◆ Directions for this task
Within the entries below, the lines from the one with "Q: Supply the bounding box that surrounds the rear side" through the one with "Q: Supply the bounding box that surrounds the utility" are to be set down exactly, both ends kept.

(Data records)
▼

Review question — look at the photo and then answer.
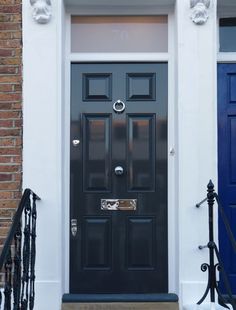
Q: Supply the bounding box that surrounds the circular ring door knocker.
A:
[113,100,126,113]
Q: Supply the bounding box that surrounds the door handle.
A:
[71,219,78,237]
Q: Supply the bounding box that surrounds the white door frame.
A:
[62,7,178,295]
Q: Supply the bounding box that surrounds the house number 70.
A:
[112,29,129,40]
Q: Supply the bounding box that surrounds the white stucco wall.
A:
[176,0,217,308]
[23,1,65,309]
[22,0,218,309]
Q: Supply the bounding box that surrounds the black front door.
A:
[70,63,168,294]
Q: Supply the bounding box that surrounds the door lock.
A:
[71,219,78,237]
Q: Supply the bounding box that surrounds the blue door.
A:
[218,64,236,292]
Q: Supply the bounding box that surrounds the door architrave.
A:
[63,7,178,295]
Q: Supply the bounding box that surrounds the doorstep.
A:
[61,302,179,310]
[62,294,179,310]
[183,303,233,310]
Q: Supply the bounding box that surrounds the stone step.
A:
[183,303,233,310]
[62,302,179,310]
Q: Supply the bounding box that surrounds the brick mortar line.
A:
[0,109,22,111]
[0,100,22,105]
[0,154,22,157]
[0,163,22,166]
[0,171,21,174]
[0,117,22,121]
[0,198,20,201]
[0,129,22,131]
[0,191,21,193]
[0,148,21,151]
[0,92,22,94]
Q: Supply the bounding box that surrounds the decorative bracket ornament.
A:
[30,0,52,24]
[190,0,211,25]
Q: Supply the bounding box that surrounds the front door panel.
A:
[218,64,236,292]
[70,63,168,293]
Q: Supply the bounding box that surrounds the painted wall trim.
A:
[218,53,236,62]
[176,0,217,307]
[64,10,178,295]
[23,1,64,309]
[69,53,169,62]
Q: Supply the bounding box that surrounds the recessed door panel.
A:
[230,117,236,184]
[83,73,112,101]
[126,217,156,270]
[127,115,155,191]
[229,74,236,103]
[83,115,111,192]
[229,206,236,274]
[127,73,156,101]
[82,217,111,270]
[70,63,168,294]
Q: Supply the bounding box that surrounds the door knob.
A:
[114,166,124,176]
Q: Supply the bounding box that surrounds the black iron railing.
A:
[196,180,236,309]
[0,189,40,310]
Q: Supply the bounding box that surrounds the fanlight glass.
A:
[71,16,168,53]
[219,18,236,52]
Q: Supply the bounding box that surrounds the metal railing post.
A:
[197,180,236,310]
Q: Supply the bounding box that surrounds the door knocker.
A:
[113,100,125,113]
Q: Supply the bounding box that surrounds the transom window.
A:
[219,17,236,52]
[71,16,168,53]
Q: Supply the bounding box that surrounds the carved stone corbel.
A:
[30,0,52,24]
[190,0,211,25]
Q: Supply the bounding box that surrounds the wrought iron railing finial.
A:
[196,180,236,309]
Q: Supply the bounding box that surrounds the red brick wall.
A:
[0,0,22,231]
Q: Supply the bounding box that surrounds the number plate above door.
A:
[101,199,137,211]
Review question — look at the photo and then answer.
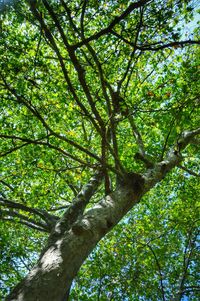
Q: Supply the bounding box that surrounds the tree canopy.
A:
[0,0,200,300]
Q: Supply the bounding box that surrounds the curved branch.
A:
[144,127,200,188]
[171,230,199,301]
[1,216,48,233]
[177,165,200,177]
[0,134,93,166]
[146,243,166,301]
[0,197,58,230]
[111,31,200,50]
[0,208,49,232]
[136,40,200,51]
[128,116,146,156]
[0,71,103,163]
[177,128,200,150]
[0,142,31,157]
[72,0,150,49]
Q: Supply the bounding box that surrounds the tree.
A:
[0,0,200,300]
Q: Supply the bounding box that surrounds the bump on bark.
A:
[118,172,145,194]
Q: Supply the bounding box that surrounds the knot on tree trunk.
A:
[118,172,145,195]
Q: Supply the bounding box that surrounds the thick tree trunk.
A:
[5,173,176,300]
[6,128,200,301]
[6,184,142,301]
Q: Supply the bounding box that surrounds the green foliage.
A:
[0,0,199,299]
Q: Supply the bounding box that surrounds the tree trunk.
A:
[6,183,142,301]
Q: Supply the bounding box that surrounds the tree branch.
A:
[71,0,150,50]
[0,197,58,231]
[111,31,200,51]
[0,71,103,162]
[1,216,48,233]
[171,230,199,301]
[136,40,200,51]
[146,243,166,301]
[51,170,103,237]
[144,127,200,188]
[0,208,49,232]
[0,134,93,166]
[128,116,146,157]
[117,6,144,91]
[177,165,200,177]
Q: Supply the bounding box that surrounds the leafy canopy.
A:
[0,0,200,300]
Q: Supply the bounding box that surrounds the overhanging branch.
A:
[111,31,200,50]
[0,197,58,231]
[177,165,200,177]
[71,0,150,49]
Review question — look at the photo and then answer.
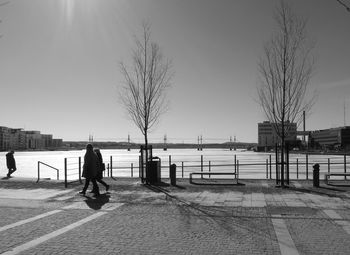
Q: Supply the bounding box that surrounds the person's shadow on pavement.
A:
[84,193,110,210]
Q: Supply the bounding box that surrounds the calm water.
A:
[0,149,348,180]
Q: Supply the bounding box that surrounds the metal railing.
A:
[107,153,348,181]
[64,157,82,188]
[37,152,348,187]
[37,161,60,183]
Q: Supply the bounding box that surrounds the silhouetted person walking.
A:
[79,144,100,196]
[94,148,110,192]
[6,150,16,178]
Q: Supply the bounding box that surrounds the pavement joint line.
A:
[323,209,350,235]
[53,195,74,201]
[0,188,75,200]
[0,210,62,233]
[62,202,124,211]
[1,211,107,255]
[271,214,300,255]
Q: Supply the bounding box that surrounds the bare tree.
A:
[119,22,173,150]
[336,0,350,12]
[257,1,315,187]
[0,1,10,38]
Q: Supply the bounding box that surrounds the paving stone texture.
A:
[0,177,350,254]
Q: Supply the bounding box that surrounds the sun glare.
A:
[60,0,100,27]
[62,0,75,25]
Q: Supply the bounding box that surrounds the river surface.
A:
[0,149,348,180]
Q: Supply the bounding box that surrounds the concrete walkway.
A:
[0,177,350,254]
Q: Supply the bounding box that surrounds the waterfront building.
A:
[0,126,62,151]
[310,126,350,151]
[42,134,53,148]
[9,128,26,150]
[258,121,297,151]
[52,138,63,148]
[25,131,44,149]
[0,126,10,151]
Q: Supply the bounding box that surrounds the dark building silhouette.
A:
[310,126,350,151]
[258,121,297,151]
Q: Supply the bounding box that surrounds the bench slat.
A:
[324,172,350,185]
[189,172,238,184]
[190,172,236,175]
[325,173,350,176]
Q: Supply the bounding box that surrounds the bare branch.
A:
[119,22,173,146]
[257,1,316,186]
[257,0,315,140]
[336,0,350,12]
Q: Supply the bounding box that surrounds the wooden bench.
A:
[189,172,238,184]
[324,173,350,185]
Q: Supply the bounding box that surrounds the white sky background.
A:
[0,0,349,143]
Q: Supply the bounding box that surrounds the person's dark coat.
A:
[94,149,105,180]
[6,152,16,170]
[82,145,98,179]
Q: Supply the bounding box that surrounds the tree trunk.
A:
[280,134,285,187]
[144,129,149,163]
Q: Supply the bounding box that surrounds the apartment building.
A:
[25,131,44,149]
[0,126,10,151]
[9,128,26,150]
[0,126,62,151]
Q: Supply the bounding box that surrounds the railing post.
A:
[131,163,133,177]
[269,154,272,180]
[78,157,81,183]
[328,158,330,174]
[37,161,40,183]
[169,155,172,178]
[344,154,347,180]
[234,155,237,174]
[182,161,184,178]
[306,153,309,180]
[266,159,268,179]
[64,158,67,188]
[237,159,239,179]
[275,145,279,185]
[139,156,142,179]
[110,156,113,178]
[201,155,203,178]
[296,158,299,179]
[286,145,290,185]
[209,160,211,178]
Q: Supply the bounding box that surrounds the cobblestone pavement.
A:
[0,177,350,254]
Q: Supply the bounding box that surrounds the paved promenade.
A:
[1,176,350,254]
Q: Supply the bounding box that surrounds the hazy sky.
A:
[0,0,349,143]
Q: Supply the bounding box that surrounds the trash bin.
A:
[313,163,320,187]
[146,157,161,184]
[170,164,176,186]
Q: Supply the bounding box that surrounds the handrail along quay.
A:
[64,157,83,188]
[37,157,83,187]
[107,152,348,181]
[37,161,60,182]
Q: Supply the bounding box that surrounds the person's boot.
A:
[93,190,100,197]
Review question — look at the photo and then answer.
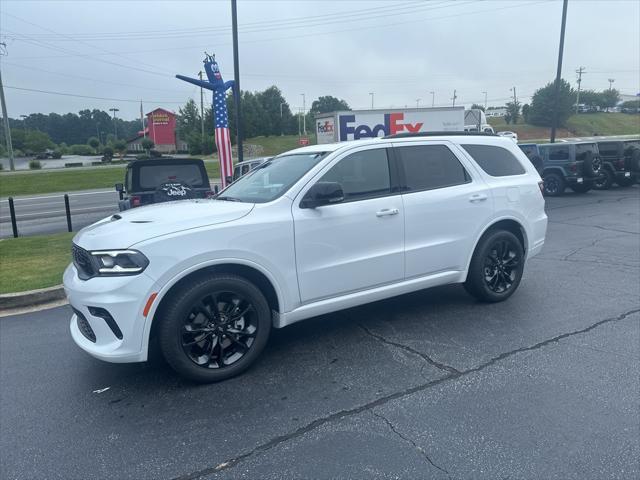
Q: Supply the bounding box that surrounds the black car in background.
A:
[594,140,637,189]
[116,158,214,211]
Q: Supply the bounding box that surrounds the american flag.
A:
[214,90,233,188]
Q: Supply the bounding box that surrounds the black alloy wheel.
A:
[464,230,524,302]
[159,274,271,383]
[181,291,258,369]
[593,169,613,190]
[482,240,521,294]
[543,172,565,196]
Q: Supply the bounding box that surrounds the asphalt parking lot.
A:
[1,187,639,480]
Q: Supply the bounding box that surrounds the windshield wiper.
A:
[215,196,242,202]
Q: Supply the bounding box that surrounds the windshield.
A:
[219,152,328,203]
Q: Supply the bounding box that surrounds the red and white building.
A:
[127,108,188,153]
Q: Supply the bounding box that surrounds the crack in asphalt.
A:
[532,255,639,269]
[173,307,640,479]
[561,233,632,261]
[548,220,639,236]
[372,411,451,478]
[358,324,462,375]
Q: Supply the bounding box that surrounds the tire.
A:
[543,172,565,196]
[582,151,601,178]
[593,169,613,190]
[464,230,525,303]
[570,183,592,194]
[616,176,635,187]
[158,274,271,383]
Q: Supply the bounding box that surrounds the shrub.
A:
[51,150,63,159]
[69,144,94,155]
[29,160,42,170]
[102,146,114,158]
[0,144,6,157]
[0,162,4,170]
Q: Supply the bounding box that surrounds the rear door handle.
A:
[469,194,488,203]
[376,208,399,217]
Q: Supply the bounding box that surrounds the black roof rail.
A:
[383,131,497,139]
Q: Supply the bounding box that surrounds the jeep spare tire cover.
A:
[154,181,195,203]
[582,151,601,177]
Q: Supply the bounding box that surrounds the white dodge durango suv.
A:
[64,133,547,382]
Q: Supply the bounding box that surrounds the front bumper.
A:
[64,264,156,363]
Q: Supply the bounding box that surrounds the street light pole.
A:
[280,102,286,136]
[231,0,243,163]
[550,0,568,143]
[0,45,15,171]
[300,93,306,135]
[109,108,119,140]
[369,92,374,109]
[430,91,435,107]
[416,98,421,109]
[451,89,457,107]
[482,91,487,110]
[607,78,615,91]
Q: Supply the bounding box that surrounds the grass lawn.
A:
[0,232,73,294]
[488,113,639,141]
[0,160,221,198]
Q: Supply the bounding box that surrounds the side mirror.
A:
[225,176,233,185]
[300,181,345,209]
[115,183,124,192]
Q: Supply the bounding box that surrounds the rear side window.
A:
[519,145,537,158]
[575,144,598,161]
[138,164,206,189]
[320,148,390,201]
[462,144,526,177]
[546,146,569,161]
[597,143,618,156]
[396,145,470,192]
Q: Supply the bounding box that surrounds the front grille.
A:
[74,308,96,342]
[72,244,96,280]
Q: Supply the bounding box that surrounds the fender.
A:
[462,214,529,280]
[138,257,286,361]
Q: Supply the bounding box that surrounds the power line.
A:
[4,85,188,104]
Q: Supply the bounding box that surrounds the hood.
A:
[74,199,254,250]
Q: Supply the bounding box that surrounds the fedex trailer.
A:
[315,107,465,144]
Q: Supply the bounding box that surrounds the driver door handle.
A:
[376,208,399,217]
[469,193,488,203]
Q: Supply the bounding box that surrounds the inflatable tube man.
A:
[176,54,235,188]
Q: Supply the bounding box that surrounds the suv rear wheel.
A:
[464,230,524,302]
[158,274,271,383]
[593,169,613,190]
[543,172,565,196]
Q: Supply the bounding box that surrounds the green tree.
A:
[310,96,351,115]
[141,138,154,155]
[522,104,530,123]
[528,79,575,127]
[24,130,54,154]
[177,99,201,140]
[113,140,127,158]
[599,88,620,110]
[87,136,100,153]
[505,100,521,125]
[578,90,600,108]
[471,103,485,112]
[257,86,292,136]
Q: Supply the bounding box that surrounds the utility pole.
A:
[451,89,457,107]
[198,71,205,141]
[575,66,585,113]
[416,98,421,109]
[109,108,119,140]
[369,92,374,109]
[0,43,15,170]
[300,93,306,135]
[607,78,615,91]
[482,91,488,110]
[140,101,145,139]
[231,0,243,163]
[430,91,435,107]
[550,0,568,143]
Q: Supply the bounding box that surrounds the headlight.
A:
[91,250,149,276]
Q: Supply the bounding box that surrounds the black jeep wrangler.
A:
[594,140,637,189]
[116,158,214,211]
[536,142,603,196]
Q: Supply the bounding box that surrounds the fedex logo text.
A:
[339,113,424,141]
[317,121,334,133]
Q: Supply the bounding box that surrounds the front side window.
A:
[547,146,569,161]
[397,145,469,191]
[220,152,328,203]
[319,148,391,201]
[462,144,526,177]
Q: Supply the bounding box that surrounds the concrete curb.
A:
[0,285,66,311]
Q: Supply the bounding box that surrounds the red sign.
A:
[299,137,310,146]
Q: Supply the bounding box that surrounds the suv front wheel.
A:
[464,230,524,302]
[158,274,271,383]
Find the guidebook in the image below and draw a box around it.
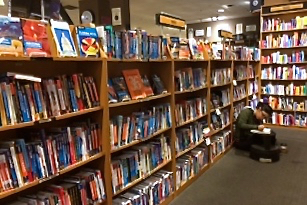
[75,26,100,57]
[50,19,77,57]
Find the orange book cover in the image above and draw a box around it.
[122,69,146,100]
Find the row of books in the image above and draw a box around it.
[0,119,101,192]
[111,135,171,194]
[261,66,307,80]
[262,83,307,96]
[234,102,246,120]
[249,80,259,95]
[108,70,167,103]
[210,130,232,161]
[211,89,231,109]
[211,68,231,86]
[268,112,307,127]
[7,168,106,205]
[176,144,209,190]
[235,65,254,81]
[233,46,258,61]
[113,170,174,205]
[262,32,307,49]
[110,103,172,150]
[268,96,307,111]
[174,67,207,92]
[261,51,305,64]
[175,120,209,155]
[262,16,307,32]
[174,97,207,126]
[211,109,230,130]
[234,84,246,101]
[0,72,99,126]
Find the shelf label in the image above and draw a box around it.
[233,80,237,86]
[216,109,221,115]
[205,138,211,146]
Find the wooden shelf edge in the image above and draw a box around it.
[261,28,307,33]
[176,139,205,158]
[113,160,171,197]
[272,109,307,113]
[210,103,231,113]
[53,57,103,61]
[233,96,247,103]
[262,9,307,17]
[262,46,307,50]
[0,152,104,199]
[159,193,175,205]
[210,123,231,136]
[0,121,35,132]
[175,114,207,129]
[262,79,307,81]
[111,127,171,153]
[211,144,233,165]
[109,93,171,108]
[54,106,102,120]
[210,82,231,88]
[174,86,207,95]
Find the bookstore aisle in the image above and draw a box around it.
[170,127,307,205]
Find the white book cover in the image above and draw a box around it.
[50,19,77,57]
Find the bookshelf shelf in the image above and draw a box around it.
[261,28,307,34]
[176,138,205,158]
[261,46,307,50]
[54,106,103,120]
[210,103,231,113]
[0,152,104,200]
[210,82,231,88]
[261,93,307,97]
[0,53,253,203]
[262,8,307,17]
[266,123,307,130]
[175,114,207,129]
[261,79,307,81]
[262,62,307,65]
[174,86,207,95]
[210,123,231,136]
[112,159,172,197]
[273,108,307,113]
[234,96,247,103]
[111,127,171,154]
[109,93,171,108]
[211,144,233,165]
[0,121,35,132]
[59,152,104,175]
[0,56,31,61]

▲

◆ Answer below
Q: Supply the bounding box that surrounds the rear side window.
A:
[519,145,537,158]
[575,144,598,161]
[138,164,206,189]
[320,148,390,201]
[462,144,526,177]
[546,146,569,161]
[597,143,618,156]
[396,145,470,192]
Q: Supply the bounding box that surrounds the front grille.
A:
[74,308,96,342]
[72,244,96,280]
Q: Supply the bounding box that surrounds the fender.
A:
[462,214,529,280]
[138,257,286,361]
Q: Supply the bounding box that surrounds the power line.
A:
[4,85,188,104]
Q: Supply the bounding box that surrounds the hood.
A:
[74,199,254,250]
Q: Supply the bounding box that surrounds the fedex trailer.
A:
[315,107,465,144]
Q: Supply the bounding box that surrounds the driver door handle.
A:
[376,208,399,217]
[469,193,488,203]
Q: Supply the bounding box that surrounds the inflatable tube man.
A:
[176,54,235,188]
Q: Supply the bounding box that surrounds the suv rear wheel.
A:
[464,230,524,302]
[158,274,271,383]
[593,169,613,190]
[543,172,565,196]
Q: Supply the bounding box that surrounds the green tree.
A:
[310,96,351,115]
[141,138,154,155]
[522,104,530,123]
[528,79,575,127]
[24,130,54,154]
[177,99,201,140]
[113,140,127,158]
[599,88,620,110]
[87,136,100,153]
[505,100,521,125]
[578,90,600,108]
[471,103,485,112]
[257,86,292,136]
Q: Supply the bounding box that surrounds the utility pole.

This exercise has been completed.